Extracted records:
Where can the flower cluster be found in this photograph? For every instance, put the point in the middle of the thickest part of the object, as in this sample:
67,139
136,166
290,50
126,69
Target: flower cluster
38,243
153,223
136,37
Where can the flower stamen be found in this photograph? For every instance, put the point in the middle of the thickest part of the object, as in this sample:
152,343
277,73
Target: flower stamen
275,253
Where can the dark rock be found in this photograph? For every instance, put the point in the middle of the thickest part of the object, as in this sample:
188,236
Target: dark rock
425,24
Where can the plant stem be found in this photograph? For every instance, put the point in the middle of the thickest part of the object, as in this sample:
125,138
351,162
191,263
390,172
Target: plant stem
==
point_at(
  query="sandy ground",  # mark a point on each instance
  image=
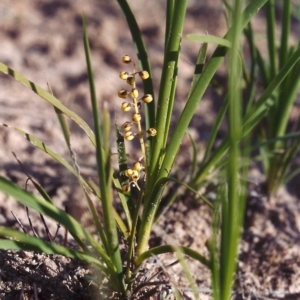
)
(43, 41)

__ABOUT THIS TASK__:
Exactly the lines above from the one with "Where can the flower stamen" to the one with "Target: plant stem", both included, are to be quoted; leave the rest out.

__PROBLEM SOLUTION__:
Where can the flower stamen be found in this photograph? For every instance, put the point in the middle of the thickest part of the object, as in this sample:
152,343
277,73
Target: flower stamen
275,253
Where can the dark rock be found in this photograph? For every instance, put the point in the middle of the thickest part of the object, as in this sample:
188,236
Target: dark rock
425,24
Where can the plant stem be found in this photograph? For every instance, put the point in the middle of the thickest part of the object, as in this sample:
125,138
351,162
191,263
390,172
Target: plant stem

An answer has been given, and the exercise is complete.